Dataset excerpts Start Marker

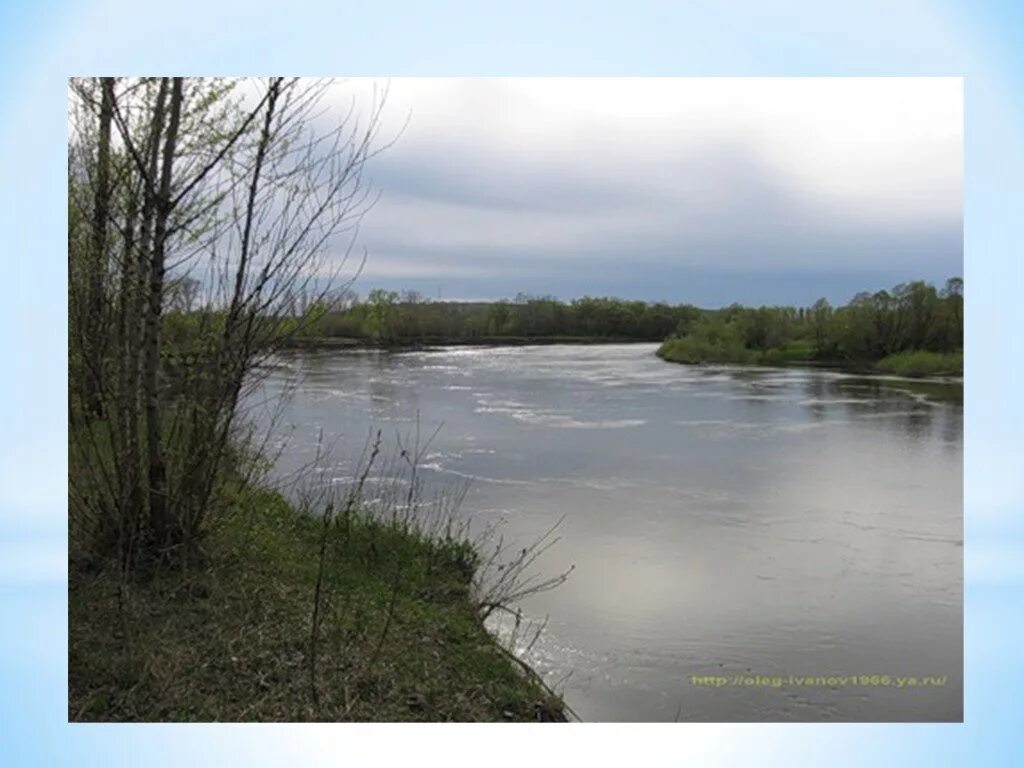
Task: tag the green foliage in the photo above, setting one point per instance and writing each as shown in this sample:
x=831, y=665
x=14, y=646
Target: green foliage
x=912, y=330
x=230, y=641
x=919, y=363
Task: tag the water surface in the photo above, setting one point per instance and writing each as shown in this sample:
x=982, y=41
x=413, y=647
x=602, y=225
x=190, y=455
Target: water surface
x=730, y=523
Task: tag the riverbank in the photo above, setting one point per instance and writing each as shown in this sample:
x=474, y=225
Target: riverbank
x=399, y=635
x=426, y=342
x=911, y=365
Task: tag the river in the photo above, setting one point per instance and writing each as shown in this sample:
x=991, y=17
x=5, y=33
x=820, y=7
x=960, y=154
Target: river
x=750, y=544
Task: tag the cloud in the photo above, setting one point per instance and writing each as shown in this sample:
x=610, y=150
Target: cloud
x=528, y=179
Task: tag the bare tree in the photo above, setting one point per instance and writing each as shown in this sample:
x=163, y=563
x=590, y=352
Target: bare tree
x=238, y=190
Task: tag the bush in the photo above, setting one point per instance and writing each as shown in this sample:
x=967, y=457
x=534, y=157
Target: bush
x=916, y=364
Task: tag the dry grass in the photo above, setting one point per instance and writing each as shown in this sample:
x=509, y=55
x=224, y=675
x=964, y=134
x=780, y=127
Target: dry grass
x=400, y=636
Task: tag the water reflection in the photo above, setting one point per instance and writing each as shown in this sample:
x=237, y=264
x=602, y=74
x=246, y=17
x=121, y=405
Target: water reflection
x=721, y=519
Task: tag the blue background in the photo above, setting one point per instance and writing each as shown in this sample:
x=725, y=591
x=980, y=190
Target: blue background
x=43, y=43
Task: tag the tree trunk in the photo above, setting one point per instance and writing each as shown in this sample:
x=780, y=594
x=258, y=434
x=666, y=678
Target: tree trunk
x=159, y=513
x=93, y=356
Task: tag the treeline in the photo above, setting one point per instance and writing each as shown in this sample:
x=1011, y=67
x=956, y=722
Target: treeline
x=914, y=326
x=392, y=317
x=913, y=329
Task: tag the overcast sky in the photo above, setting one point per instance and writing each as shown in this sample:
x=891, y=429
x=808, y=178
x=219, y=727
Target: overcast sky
x=705, y=190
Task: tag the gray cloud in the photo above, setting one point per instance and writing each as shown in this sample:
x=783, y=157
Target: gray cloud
x=495, y=189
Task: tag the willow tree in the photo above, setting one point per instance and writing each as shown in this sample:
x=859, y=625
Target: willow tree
x=249, y=192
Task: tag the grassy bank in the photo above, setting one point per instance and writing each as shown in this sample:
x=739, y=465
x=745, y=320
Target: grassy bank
x=339, y=342
x=911, y=364
x=399, y=634
x=695, y=351
x=920, y=363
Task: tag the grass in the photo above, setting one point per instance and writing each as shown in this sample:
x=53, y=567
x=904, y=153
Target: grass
x=696, y=350
x=400, y=637
x=918, y=364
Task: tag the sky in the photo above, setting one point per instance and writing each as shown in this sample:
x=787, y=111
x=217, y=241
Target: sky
x=707, y=190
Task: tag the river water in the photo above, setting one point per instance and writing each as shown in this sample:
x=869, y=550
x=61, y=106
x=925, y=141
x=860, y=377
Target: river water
x=750, y=544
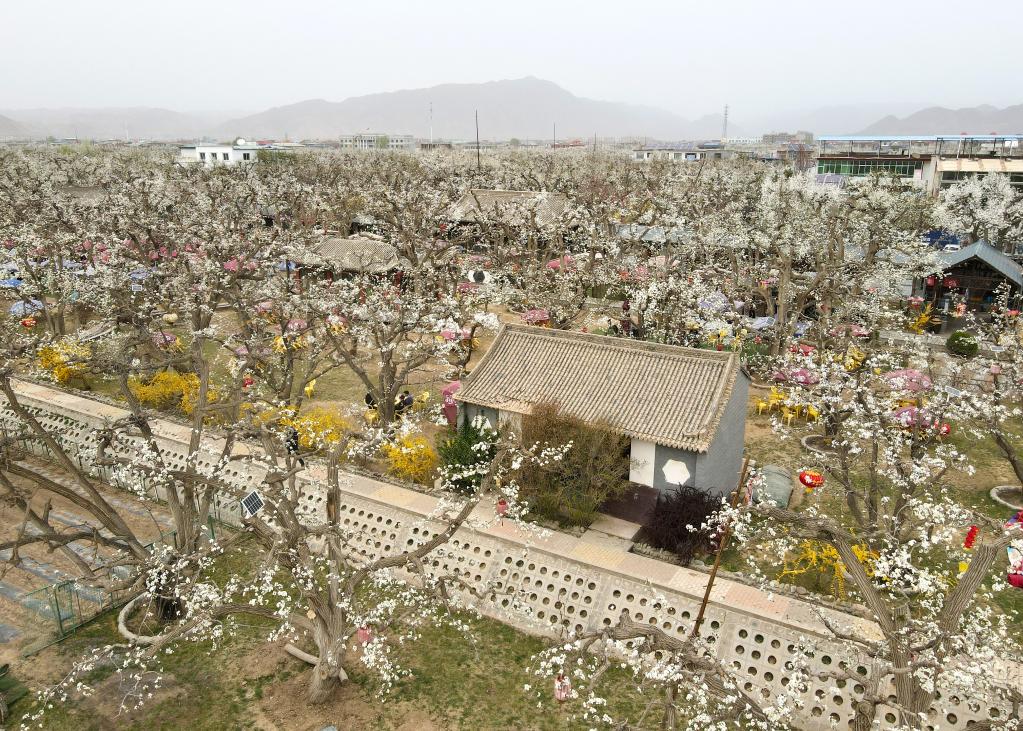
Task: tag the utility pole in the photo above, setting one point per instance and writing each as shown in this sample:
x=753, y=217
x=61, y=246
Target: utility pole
x=478, y=165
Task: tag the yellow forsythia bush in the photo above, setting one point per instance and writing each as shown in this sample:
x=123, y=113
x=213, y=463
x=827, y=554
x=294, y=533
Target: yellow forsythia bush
x=64, y=360
x=411, y=458
x=824, y=563
x=318, y=427
x=168, y=390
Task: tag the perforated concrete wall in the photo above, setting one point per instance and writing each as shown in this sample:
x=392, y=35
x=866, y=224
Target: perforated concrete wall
x=566, y=583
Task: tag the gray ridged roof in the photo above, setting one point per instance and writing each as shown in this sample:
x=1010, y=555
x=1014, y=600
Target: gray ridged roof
x=990, y=256
x=668, y=395
x=358, y=254
x=509, y=207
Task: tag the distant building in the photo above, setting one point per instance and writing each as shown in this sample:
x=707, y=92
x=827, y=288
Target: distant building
x=376, y=140
x=927, y=162
x=428, y=145
x=974, y=273
x=743, y=140
x=784, y=138
x=681, y=151
x=237, y=153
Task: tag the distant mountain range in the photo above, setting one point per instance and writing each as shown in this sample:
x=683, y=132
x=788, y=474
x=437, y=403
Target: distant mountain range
x=9, y=128
x=939, y=121
x=527, y=108
x=522, y=107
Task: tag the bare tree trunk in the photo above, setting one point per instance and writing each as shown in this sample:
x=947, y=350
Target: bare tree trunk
x=325, y=680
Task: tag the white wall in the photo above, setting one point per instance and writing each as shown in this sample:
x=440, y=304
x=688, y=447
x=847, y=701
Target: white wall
x=641, y=469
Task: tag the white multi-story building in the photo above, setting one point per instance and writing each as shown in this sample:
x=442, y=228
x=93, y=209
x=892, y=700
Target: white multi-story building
x=237, y=153
x=928, y=162
x=376, y=140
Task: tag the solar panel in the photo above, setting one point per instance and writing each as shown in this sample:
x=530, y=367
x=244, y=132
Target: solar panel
x=252, y=503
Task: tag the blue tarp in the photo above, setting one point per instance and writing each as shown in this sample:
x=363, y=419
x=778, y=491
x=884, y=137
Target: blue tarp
x=20, y=309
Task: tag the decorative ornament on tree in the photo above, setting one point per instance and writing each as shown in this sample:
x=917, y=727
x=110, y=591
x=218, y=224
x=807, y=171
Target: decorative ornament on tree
x=563, y=688
x=811, y=478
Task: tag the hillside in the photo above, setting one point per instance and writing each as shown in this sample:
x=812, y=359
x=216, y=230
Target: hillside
x=523, y=107
x=938, y=121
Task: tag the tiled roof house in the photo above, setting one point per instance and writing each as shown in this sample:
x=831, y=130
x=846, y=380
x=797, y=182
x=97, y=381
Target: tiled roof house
x=682, y=408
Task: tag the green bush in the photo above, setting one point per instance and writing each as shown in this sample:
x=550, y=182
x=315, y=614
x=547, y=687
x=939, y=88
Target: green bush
x=667, y=526
x=594, y=469
x=962, y=344
x=465, y=454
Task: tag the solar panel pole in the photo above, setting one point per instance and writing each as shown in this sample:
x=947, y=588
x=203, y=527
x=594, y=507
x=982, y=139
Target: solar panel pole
x=722, y=543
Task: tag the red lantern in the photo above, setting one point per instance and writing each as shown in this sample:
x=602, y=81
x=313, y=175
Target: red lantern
x=563, y=688
x=811, y=478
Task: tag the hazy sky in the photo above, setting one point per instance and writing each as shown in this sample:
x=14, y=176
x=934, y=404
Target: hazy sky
x=691, y=57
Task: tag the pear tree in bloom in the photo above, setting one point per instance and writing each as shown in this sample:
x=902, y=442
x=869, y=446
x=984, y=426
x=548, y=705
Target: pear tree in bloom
x=985, y=208
x=927, y=567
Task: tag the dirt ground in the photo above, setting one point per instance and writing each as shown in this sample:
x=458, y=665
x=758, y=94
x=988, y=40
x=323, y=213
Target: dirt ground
x=26, y=619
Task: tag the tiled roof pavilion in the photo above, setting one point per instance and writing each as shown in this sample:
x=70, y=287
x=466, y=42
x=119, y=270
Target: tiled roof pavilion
x=667, y=395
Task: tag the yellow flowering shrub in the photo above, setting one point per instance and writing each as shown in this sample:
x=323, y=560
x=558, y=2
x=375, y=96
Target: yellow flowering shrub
x=411, y=458
x=317, y=427
x=824, y=559
x=168, y=390
x=64, y=360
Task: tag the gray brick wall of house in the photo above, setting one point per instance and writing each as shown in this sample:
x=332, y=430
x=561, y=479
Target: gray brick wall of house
x=717, y=470
x=471, y=411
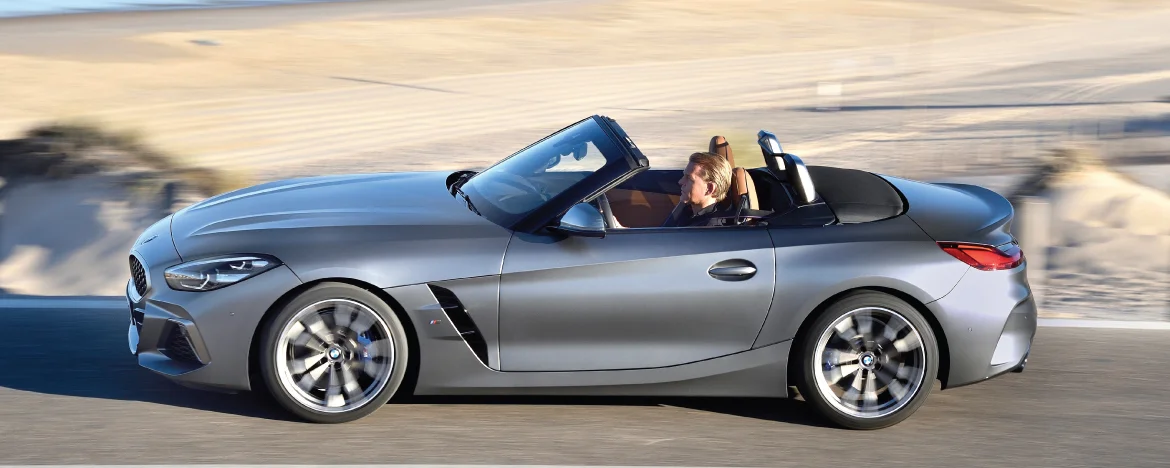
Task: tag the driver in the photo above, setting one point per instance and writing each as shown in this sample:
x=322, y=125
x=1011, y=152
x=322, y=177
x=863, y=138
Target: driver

Dataset excerpts End Marker

* **Exercise details**:
Set down exactly the lines between the one with "x=323, y=213" and the last line of the material above, both included, but none of the pictures.

* **Your solution**:
x=323, y=213
Target: dirt ground
x=26, y=619
Task: tag the tiled roof pavilion in the photo above, setting one point per instance and writing each as shown in this sample:
x=70, y=287
x=466, y=42
x=119, y=270
Target: tiled roof pavilion
x=667, y=395
Task: tag the yellow flowering shrub in the photo above, setting one point per instance and writing each as shown in this sample:
x=323, y=560
x=558, y=2
x=375, y=96
Target: yellow flowering shrub
x=411, y=458
x=317, y=427
x=824, y=559
x=168, y=390
x=64, y=360
Task: tag the gray brick wall of house in the photo above, setting one point per instance and writing each as shown in this sample:
x=332, y=430
x=561, y=479
Target: gray brick wall of house
x=717, y=470
x=471, y=411
Task: tag the driver in the photo above, setting one point per instance and writing each as shown in this sample:
x=322, y=125
x=1011, y=152
x=322, y=177
x=863, y=138
Target: driver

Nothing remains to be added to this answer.